§ **GOAL**:
Pick out every line in the records below that contains the word "potato" and copy each of those lines. Treat case as significant.

§ **DATA TO PROCESS**:

>> BEGIN

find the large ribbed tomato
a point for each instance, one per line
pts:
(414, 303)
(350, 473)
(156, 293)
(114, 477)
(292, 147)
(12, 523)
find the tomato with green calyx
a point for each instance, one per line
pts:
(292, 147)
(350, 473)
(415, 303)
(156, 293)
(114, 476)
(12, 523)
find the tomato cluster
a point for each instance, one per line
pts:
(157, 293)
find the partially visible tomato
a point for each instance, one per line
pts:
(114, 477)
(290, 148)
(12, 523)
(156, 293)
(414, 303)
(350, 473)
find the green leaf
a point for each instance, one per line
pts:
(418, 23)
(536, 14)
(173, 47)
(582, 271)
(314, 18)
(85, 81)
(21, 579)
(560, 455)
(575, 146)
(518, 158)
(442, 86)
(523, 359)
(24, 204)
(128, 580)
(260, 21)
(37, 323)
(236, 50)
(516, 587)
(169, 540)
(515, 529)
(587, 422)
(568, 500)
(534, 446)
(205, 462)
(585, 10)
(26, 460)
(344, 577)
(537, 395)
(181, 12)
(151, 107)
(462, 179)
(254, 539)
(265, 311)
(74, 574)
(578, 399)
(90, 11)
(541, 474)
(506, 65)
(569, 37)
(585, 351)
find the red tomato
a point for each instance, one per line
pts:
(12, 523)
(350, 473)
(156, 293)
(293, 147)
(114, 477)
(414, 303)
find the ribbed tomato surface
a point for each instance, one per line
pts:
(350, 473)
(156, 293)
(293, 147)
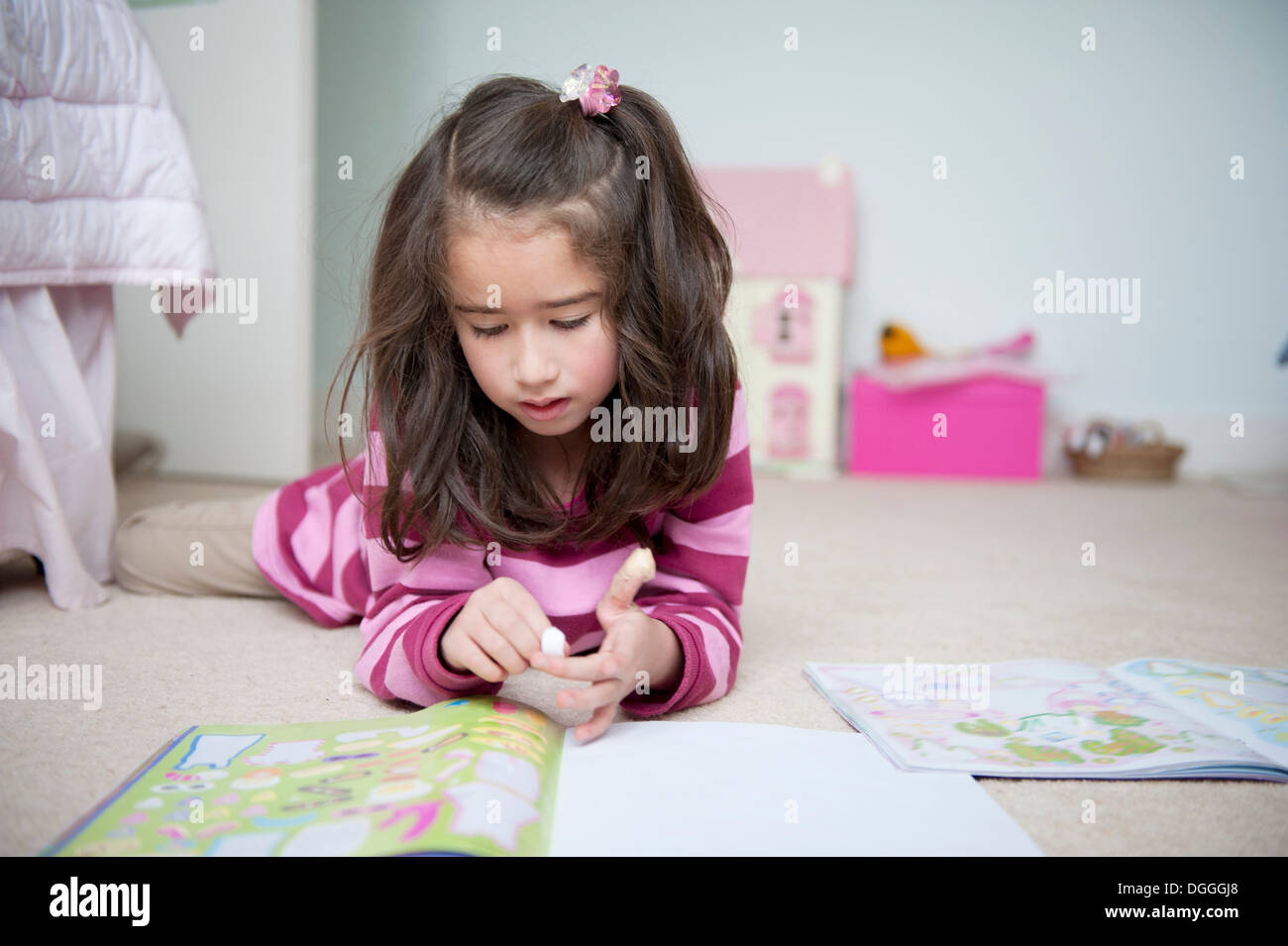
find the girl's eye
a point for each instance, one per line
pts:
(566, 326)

>> END
>> BEGIN

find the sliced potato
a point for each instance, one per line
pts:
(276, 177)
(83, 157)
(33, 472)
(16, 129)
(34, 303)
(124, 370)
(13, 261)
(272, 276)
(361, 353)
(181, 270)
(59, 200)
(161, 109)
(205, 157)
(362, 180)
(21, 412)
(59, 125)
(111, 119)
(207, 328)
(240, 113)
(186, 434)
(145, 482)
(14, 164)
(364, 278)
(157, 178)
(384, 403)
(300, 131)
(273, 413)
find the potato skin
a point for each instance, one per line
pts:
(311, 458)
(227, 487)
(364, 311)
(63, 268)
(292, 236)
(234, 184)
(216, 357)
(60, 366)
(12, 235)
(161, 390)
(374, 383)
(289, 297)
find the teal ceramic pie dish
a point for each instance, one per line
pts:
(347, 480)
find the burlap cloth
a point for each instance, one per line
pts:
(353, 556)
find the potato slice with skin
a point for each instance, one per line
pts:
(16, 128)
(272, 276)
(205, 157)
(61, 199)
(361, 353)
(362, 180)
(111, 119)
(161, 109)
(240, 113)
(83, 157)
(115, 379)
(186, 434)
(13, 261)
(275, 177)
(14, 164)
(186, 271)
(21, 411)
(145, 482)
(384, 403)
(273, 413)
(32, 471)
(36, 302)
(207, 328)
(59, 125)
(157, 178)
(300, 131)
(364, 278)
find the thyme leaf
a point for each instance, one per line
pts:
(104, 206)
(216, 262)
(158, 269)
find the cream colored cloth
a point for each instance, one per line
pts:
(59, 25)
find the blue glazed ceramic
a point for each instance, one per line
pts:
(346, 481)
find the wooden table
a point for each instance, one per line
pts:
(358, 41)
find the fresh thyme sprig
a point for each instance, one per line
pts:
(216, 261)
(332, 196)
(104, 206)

>> END

§ **THE RESULT**:
find the sliced potato
find the potato skin
find the potato slice with skin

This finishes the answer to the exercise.